[What you are asked to do] Skipping any pictures, repeat exactly and only the lines from the one that holds "the dolphin's gray body" to the last line of the material, both included.

[Data extract]

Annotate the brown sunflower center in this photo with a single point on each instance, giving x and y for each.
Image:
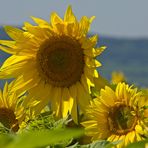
(122, 119)
(8, 119)
(61, 61)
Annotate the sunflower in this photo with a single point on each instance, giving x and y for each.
(117, 116)
(12, 109)
(118, 76)
(56, 60)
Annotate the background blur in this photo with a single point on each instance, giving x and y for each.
(121, 25)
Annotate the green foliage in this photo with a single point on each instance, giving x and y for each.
(40, 138)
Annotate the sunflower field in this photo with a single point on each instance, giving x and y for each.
(54, 95)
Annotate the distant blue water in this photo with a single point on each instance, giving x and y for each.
(126, 55)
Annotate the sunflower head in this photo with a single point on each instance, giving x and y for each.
(117, 115)
(56, 59)
(117, 77)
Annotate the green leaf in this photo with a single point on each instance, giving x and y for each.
(5, 140)
(44, 138)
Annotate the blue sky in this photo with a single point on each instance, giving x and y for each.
(120, 18)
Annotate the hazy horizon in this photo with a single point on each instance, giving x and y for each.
(113, 18)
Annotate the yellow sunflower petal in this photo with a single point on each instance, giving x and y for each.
(69, 16)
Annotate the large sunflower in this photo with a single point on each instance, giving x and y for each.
(118, 115)
(12, 109)
(56, 59)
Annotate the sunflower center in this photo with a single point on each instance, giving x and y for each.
(61, 61)
(122, 119)
(8, 119)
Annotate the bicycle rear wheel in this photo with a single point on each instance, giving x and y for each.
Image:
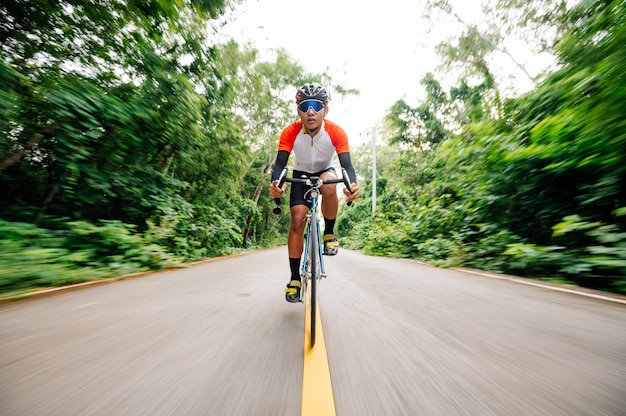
(313, 253)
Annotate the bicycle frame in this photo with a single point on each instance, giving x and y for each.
(312, 263)
(312, 221)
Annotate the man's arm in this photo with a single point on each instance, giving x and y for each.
(346, 163)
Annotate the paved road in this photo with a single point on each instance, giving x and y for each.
(402, 339)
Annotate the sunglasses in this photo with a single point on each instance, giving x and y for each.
(317, 106)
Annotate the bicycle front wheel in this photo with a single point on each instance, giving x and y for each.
(313, 253)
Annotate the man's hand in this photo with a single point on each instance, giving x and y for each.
(351, 196)
(275, 191)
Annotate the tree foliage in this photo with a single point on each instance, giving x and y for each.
(531, 185)
(123, 123)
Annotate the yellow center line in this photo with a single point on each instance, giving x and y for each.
(317, 391)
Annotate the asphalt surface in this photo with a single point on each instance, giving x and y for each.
(402, 338)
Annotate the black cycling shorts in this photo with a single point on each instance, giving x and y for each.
(298, 194)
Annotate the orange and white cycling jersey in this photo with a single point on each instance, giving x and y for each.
(313, 154)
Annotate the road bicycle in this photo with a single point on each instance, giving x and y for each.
(312, 265)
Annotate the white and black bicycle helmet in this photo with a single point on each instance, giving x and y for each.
(312, 91)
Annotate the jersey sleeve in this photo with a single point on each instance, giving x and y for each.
(288, 136)
(338, 137)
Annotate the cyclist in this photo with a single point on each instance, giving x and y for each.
(313, 141)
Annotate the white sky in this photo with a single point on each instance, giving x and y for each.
(380, 48)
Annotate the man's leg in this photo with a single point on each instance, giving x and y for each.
(295, 245)
(330, 207)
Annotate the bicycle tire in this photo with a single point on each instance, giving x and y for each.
(313, 253)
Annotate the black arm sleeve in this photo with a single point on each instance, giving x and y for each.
(346, 163)
(281, 161)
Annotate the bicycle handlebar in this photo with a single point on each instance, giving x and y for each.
(312, 181)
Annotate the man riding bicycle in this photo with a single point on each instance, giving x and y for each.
(313, 141)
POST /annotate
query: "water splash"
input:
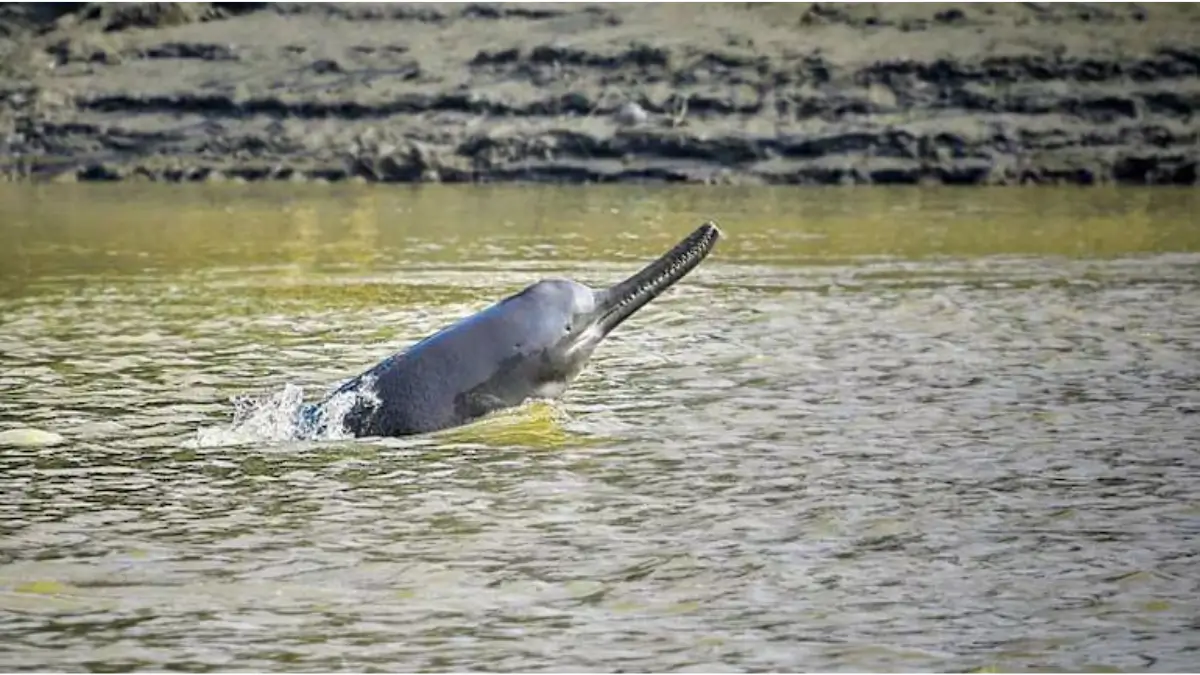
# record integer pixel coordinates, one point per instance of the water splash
(285, 416)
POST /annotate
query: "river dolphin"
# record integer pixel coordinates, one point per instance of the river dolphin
(529, 345)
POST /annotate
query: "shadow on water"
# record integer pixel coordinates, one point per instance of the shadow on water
(879, 429)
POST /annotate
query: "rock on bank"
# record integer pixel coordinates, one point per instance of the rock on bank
(735, 93)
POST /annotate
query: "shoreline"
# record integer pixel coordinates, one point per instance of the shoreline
(802, 94)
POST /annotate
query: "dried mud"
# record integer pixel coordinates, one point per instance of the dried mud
(736, 93)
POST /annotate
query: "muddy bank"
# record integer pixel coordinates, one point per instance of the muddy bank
(739, 93)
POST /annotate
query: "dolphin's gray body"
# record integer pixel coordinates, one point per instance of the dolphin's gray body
(529, 345)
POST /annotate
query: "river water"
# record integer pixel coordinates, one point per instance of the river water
(912, 430)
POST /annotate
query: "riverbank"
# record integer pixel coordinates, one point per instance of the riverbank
(737, 93)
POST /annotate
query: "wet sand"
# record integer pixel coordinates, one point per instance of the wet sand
(738, 93)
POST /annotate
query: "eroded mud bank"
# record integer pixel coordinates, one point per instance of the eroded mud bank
(798, 94)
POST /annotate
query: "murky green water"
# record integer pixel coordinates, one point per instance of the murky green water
(876, 430)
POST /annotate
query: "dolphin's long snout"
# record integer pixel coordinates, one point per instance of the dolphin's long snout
(621, 300)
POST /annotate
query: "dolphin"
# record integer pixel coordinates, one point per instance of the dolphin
(529, 345)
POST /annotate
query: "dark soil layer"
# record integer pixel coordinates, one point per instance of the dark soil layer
(737, 93)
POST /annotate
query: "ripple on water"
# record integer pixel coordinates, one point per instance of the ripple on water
(871, 464)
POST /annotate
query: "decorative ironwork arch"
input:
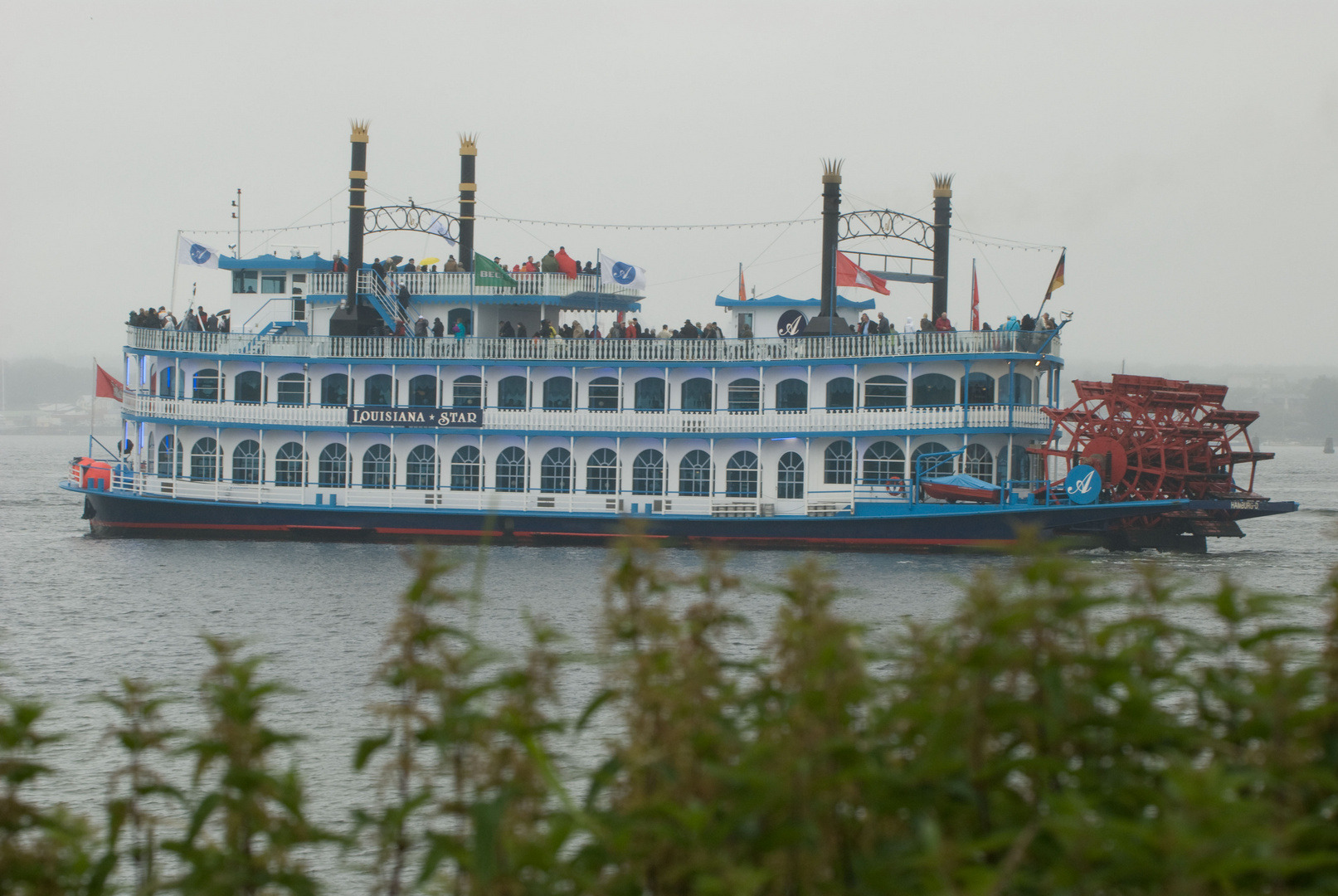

[Response area]
# record integer pixel coordinates, one point per instance of the dolphin's gray body
(529, 345)
POST /annotate
query: "river water"
# record integer pixel coordinates, one point per instance of the river water
(912, 430)
POST /annotate
query: "riverbank"
# record integer pixel coordinates, one point per instance of the riverbank
(737, 93)
POST /annotate
query: "wet sand"
# record integer pixel coordinates, one point per instance of the wet sand
(738, 93)
POST /annotate
query: "eroded mud bank"
# record integer pixel coordinates, one point per instance of the eroded mud bank
(798, 94)
POST /annotate
query: "murky green water"
# record integer pixel coordinates, one point per instance of the murky green water
(876, 430)
POST /annotate
query: "dolphin's long snout"
# record integer pixel coordinates, one point per instance of the dolphin's long snout
(621, 300)
POST /annotate
query: "dolphin"
# record integer pixel coordinates, one point per instance of the dolphin
(529, 345)
POST /annotate
query: "dark soil layer"
# record integer pixel coordinates, one point per instance of the dark soil layer
(737, 93)
POST /annotate
query: "ripple on water"
# record integer pixel coordinates, one point per instance of the ripple on water
(871, 464)
POST /annotate
query: "decorative ironwork arch"
input:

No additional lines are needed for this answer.